▸ Testo estratto
════════

Per la serie di articoli “Italians do it better” stavolta affrontiamo un argomento molto importante per chi fa musica: la generazione sonora tramite modelli fisici che dagli anni ‘90 (coi limiti tecnologici di allora) ha iniziato ad affiancarsi ai classici campioni.
I protagonisti dietro SWAM
Quindi approdiamo (virtualmente, visti i tempi!) a Suich per vedere la storia di Stefano Lucato ed Emanuele Parravicini, con un inizio originale… anche se simile ad altre aziende della new economy. Emanuele racconta: “Era Settembre 2009, negli anni precedenti Stefano Lucato aveva lavorato con Samplemodeling alla realizzazione di alcune librerie espressive per Kontakt. Purtroppo Kontakt era troppo limitante per poter realizzare quello che poi sarebbe diventato l’engine ‘SWAM’, quindi aveva bisogno di un ingegnere programmatore che si dedicasse ad un engine dedicato.

════════

▸ Dati da usare
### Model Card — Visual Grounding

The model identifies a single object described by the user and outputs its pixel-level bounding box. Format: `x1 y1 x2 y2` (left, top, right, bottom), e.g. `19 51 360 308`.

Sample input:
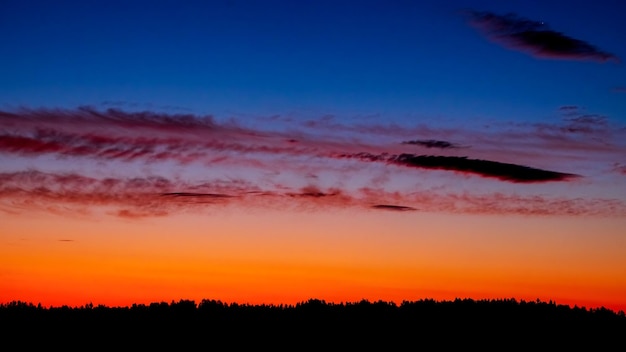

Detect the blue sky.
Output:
0 1 626 125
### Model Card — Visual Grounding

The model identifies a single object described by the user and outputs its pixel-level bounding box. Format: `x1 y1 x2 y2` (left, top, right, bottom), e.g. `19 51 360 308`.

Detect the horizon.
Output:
0 0 626 312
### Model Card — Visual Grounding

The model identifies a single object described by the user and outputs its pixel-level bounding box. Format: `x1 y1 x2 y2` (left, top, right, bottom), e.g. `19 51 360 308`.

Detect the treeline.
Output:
0 299 626 351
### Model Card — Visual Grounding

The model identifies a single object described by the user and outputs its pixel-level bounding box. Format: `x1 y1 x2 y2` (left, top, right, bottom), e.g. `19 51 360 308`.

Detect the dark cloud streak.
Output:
468 11 620 62
402 139 460 149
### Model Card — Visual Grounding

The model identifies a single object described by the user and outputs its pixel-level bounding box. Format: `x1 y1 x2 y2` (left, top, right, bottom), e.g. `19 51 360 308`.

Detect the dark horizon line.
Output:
0 297 626 318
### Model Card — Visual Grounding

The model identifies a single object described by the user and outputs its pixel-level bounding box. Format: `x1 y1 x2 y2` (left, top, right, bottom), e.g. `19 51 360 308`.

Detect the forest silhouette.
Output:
0 299 626 351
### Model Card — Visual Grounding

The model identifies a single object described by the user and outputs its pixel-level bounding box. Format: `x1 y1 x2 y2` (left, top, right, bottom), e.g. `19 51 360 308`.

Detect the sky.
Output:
0 0 626 311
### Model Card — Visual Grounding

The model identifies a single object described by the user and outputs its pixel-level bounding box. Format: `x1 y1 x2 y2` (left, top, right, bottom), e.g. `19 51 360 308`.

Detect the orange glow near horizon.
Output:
0 206 626 311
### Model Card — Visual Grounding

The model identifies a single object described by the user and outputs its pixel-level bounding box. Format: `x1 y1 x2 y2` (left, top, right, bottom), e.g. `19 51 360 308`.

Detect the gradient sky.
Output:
0 0 626 310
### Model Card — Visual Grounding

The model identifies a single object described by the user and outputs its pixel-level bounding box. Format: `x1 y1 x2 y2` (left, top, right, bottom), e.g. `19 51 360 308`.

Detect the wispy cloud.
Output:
0 171 626 218
0 105 626 218
372 204 417 211
402 139 460 149
468 11 620 62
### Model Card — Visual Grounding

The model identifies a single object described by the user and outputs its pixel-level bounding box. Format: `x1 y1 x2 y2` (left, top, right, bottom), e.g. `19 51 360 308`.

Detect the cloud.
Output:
0 105 626 218
0 170 626 219
402 139 460 149
372 204 417 211
340 153 581 183
612 86 626 93
468 11 620 62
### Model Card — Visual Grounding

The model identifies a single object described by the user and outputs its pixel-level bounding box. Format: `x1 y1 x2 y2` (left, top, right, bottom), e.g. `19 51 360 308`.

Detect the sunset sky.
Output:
0 0 626 311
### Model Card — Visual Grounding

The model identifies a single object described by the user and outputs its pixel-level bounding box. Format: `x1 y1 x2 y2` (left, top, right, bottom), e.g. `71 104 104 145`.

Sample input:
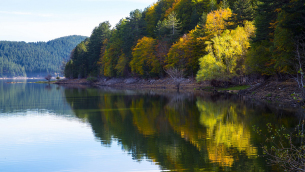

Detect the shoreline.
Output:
53 78 301 108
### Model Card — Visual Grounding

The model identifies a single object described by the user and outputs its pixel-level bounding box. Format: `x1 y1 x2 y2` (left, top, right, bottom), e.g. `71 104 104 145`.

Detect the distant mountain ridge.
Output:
0 35 87 77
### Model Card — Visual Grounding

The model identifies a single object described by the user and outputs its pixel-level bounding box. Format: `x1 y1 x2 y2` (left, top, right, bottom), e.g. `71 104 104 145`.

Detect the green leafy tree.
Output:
228 0 254 29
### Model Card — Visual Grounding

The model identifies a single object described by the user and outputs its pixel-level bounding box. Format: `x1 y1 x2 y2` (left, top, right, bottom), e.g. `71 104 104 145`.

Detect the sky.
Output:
0 0 157 42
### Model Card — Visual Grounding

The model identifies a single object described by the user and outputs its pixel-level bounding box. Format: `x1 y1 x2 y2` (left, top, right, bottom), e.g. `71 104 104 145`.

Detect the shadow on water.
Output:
0 79 304 171
64 89 298 171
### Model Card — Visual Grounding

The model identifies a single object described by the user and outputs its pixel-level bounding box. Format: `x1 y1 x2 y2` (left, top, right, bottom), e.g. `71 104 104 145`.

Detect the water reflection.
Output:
0 82 298 171
65 89 295 171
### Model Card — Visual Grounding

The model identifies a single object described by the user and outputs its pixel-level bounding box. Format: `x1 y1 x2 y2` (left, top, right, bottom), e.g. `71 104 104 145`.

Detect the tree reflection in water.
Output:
65 89 294 171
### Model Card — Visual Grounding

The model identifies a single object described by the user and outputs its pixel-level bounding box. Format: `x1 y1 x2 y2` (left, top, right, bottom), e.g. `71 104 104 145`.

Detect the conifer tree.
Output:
167 11 181 40
228 0 254 29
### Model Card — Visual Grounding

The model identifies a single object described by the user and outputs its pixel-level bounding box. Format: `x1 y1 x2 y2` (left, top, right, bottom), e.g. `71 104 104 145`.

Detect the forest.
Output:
0 35 87 77
64 0 305 81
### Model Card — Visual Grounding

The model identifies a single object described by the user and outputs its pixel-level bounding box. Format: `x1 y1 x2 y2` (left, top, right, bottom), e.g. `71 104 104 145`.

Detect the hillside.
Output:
0 35 86 77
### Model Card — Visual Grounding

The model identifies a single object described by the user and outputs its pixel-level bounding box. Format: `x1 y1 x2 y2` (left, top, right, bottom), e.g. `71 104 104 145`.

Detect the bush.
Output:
44 74 52 82
87 76 98 83
253 123 305 171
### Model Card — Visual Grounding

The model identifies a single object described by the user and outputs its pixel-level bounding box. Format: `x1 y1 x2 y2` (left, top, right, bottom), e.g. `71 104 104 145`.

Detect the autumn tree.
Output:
204 8 232 37
130 37 161 77
227 0 254 29
197 22 255 80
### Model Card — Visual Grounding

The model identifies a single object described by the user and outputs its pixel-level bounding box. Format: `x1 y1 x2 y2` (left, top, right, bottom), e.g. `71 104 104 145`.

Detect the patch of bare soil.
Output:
94 78 209 90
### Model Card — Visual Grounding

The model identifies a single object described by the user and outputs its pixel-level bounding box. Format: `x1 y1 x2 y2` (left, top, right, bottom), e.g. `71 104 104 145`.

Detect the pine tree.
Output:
167 11 181 40
228 0 254 29
88 21 111 73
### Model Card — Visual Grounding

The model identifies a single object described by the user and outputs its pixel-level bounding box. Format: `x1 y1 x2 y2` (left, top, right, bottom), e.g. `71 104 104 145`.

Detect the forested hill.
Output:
65 0 305 83
0 35 87 77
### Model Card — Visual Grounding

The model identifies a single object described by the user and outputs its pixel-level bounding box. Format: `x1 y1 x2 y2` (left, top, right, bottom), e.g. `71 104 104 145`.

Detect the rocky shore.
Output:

════════

▸ Compiti
[1] Trascrivi per intero l'articolo su SWAM, senza cambiare nulla.
[2] Estrai dalle righe dei dati tutte quelle che contengono la parola "horizon".

▸ Esercizio svolto
[1]
Per la serie di articoli “Italians do it better” stavolta affrontiamo un argomento molto importante per chi fa musica: la generazione sonora tramite modelli fisici che dagli anni ‘90 (coi limiti tecnologici di allora) ha iniziato ad affiancarsi ai classici campioni.
I protagonisti dietro SWAM
Quindi approdiamo (virtualmente, visti i tempi!) a Suich per vedere la storia di Stefano Lucato ed Emanuele Parravicini, con un inizio originale… anche se simile ad altre aziende della new economy. Emanuele racconta: “Era Settembre 2009, negli anni precedenti Stefano Lucato aveva lavorato con Samplemodeling alla realizzazione di alcune librerie espressive per Kontakt. Purtroppo Kontakt era troppo limitante per poter realizzare quello che poi sarebbe diventato l’engine ‘SWAM’, quindi aveva bisogno di un ingegnere programmatore che si dedicasse ad un engine dedicato.

[2]
Detect the horizon.
Detect the dark horizon line.
Detect the orange glow near horizon.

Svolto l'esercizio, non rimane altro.